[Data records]
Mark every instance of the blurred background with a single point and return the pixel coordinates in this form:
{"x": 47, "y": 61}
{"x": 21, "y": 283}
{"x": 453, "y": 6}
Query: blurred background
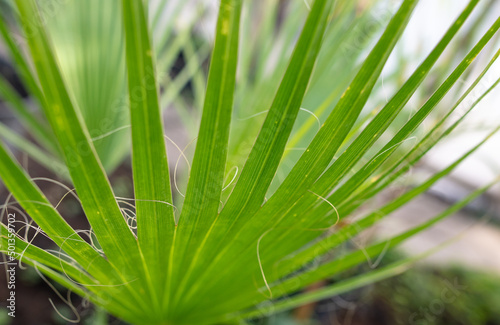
{"x": 460, "y": 284}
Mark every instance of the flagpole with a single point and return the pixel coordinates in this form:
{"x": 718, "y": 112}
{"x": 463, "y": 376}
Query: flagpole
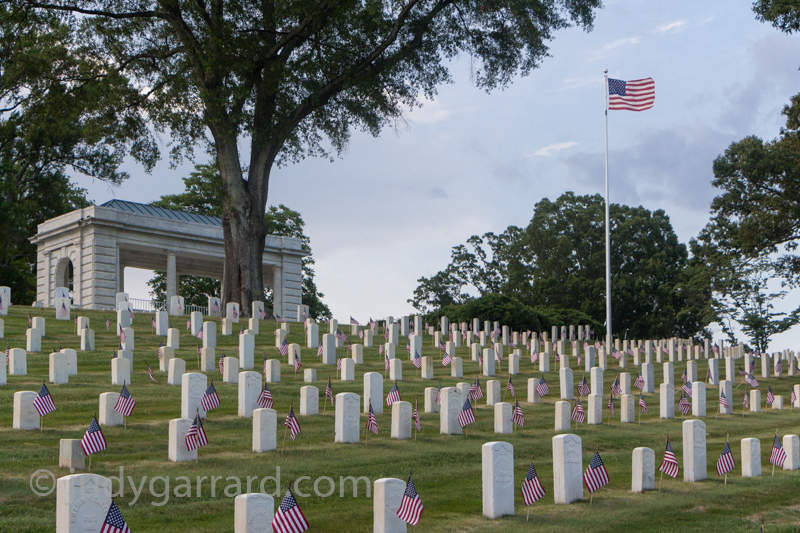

# [WORK ORDER]
Output a verbatim copy of the entries and skip the pictures.

# [SOLUTION TO THE EXERCISE]
Mark every instance of the blurred background with a single point and return the pixel coordinates in this form:
{"x": 47, "y": 61}
{"x": 21, "y": 283}
{"x": 453, "y": 6}
Query: blurred background
{"x": 460, "y": 284}
Mark every instance of the flagpole with a single point and return the pixel coordinates in this form:
{"x": 718, "y": 112}
{"x": 463, "y": 376}
Query: flagpole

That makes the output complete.